◆ REQUESTS:
**A.** Return, word for word, the part of the facts and procedural history starting at "The parents of" and ending at "the alleged witnesses.".
**B.** Extend the account of the Plaisance Elementary locker room incident and Ms. Wilson's termination, picking up after its final sentence.

FACTS AND PROCEDURAL HISTORY
The purported May 10, 2016 incident giving rise to this suit occurred at Plaisance Elementary School in St. Landry Parish, where Plaintiff, Mona C. Wilson, was a physical education teacher. Several fifth grade students were purportedly assaulted by several older students while in the boy's locker room in the gym. The older students asserted that they were instructed to do so by a male coach as a form of discipline to the younger students due to their unruly behavior. One of the students accused Plaintiff, who had purportedly been appointed as the school disciplinarian,1 of allegedly instructing him to whip the younger students. Plaintiff, Ms. Wilson, was further accused of encouraging one of the older students to change his statement regarding her alleged involvement in the incident.
The parents of the students filed a criminal complaint against Ms. Wilson with the Sheriff of St. Landry Parish, accusing her of improper discipline. Plaintiff explains that she was “arrested and faced criminal charges on May 17, 2016 for the alleged incident.” According to Plaintiff's petition, the criminal complaint was not resolved until February 9, 2018 when all pending charges were dropped.2
The St. Landry Parish School Board had also initiated its own investigation, which lasted through the summer of 2016. School Superintendent Edward Brown then informed Plaintiff by letter of September 14, 2016 that her employment was terminated. As a non-tenured teacher, Ms. Wilson was not afforded a disciplinary hearing. She was never afforded an opportunity to rebut the charges at a hearing or to have her then attorney confront and cross examine any of the alleged witnesses.

◆ DATA PROVIDED:
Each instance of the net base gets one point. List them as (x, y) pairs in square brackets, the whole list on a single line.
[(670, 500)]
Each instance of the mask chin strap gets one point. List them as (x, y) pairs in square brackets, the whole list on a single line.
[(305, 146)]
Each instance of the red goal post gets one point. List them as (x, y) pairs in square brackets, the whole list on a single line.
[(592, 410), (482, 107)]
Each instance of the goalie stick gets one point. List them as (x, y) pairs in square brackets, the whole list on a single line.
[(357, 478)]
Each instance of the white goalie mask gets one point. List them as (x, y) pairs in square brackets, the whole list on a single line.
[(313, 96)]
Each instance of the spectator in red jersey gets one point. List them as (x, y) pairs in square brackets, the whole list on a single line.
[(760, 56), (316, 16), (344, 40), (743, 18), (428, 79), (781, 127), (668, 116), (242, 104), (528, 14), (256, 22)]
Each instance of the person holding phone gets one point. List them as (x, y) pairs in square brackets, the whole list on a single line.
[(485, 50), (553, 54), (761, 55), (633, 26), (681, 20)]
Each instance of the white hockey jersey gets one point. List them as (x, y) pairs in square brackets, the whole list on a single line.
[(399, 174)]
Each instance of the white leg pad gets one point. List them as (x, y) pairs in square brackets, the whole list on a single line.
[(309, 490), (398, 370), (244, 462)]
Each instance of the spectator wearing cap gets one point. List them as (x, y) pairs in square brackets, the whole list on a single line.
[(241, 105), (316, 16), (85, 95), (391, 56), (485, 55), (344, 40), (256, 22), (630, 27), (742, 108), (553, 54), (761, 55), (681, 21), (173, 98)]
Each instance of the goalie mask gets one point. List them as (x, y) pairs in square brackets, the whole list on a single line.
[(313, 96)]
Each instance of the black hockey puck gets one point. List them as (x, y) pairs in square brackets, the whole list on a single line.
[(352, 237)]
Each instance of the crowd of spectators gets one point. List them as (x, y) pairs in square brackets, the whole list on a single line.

◆ RESULTS:
**A.**
The parents of the students filed a criminal complaint against Ms. Wilson with the Sheriff of St. Landry Parish, accusing her of improper discipline. Plaintiff explains that she was “arrested and faced criminal charges on May 17, 2016 for the alleged incident.” According to Plaintiff's petition, the criminal complaint was not resolved until February 9, 2018 when all pending charges were dropped.2
The St. Landry Parish School Board had also initiated its own investigation, which lasted through the summer of 2016. School Superintendent Edward Brown then informed Plaintiff by letter of September 14, 2016 that her employment was terminated. As a non-tenured teacher, Ms. Wilson was not afforded a disciplinary hearing. She was never afforded an opportunity to rebut the charges at a hearing or to have her then attorney confront and cross examine any of the alleged witnesses.

**B.**
The termination letter states in pertinent part:
On August 3, 2016, I sent you a letter indicating that I was considering taking disciplinary action against you and providing you with an opportunity to respond to the letter. I have carefully reviewed all relevant information, including the initial and supplemental responses filed on your behalf, concerning the incident that occurred at Plaisance Elementary School on May 10, 2016.
After conducting my review, I have decided to terminate your employment as a teacher with the St. Landry Parish School Board effective September 14, 2016. This letter serves as your notice of termination. You will receive your final payout on September 28, 2016.
In accordance with Louisiana Revised Statute 17:443(A), please be advised that you may seek a summary review of my decision within 60 days.
Plaintiff did not seek judicial review of the termination action under La.R.S. 17:443, but filed this lawsuit on February 5, 2019. The petition and subsequent Amended Petition reported the timeline of events, including the allegations surrounding the purported May 10, 2016 incident, the School Board's May 13, 2016 notice of paid administrative leave, the School Board's August 3, 2016 notice of possible disciplinary action, the August 15, 2016 response of Plaintiff's attorneys to the notice of disciplinary action, and the above quoted September 14, 2016 notice of termination of employment.
Plaintiff's suit named the School Board, Superintendent Brown and Plaisance Elementary Principal Larry Watson as defendants, and broadly alleged causes of action for wrongful termination and defamation. Plaintiff also included in an Amended Petition an allegation that Principal Watson improperly “coerced” one of the students “to write another statement to include [Plaintiff's] name on it and provided that statement to the St. Landry Parish Sheriff's Office as fact.” This seems to be the only student implicating Plaintiff. Ms. Wilson notes that the male coach was allegedly in charge of the boys’ gym class at the time.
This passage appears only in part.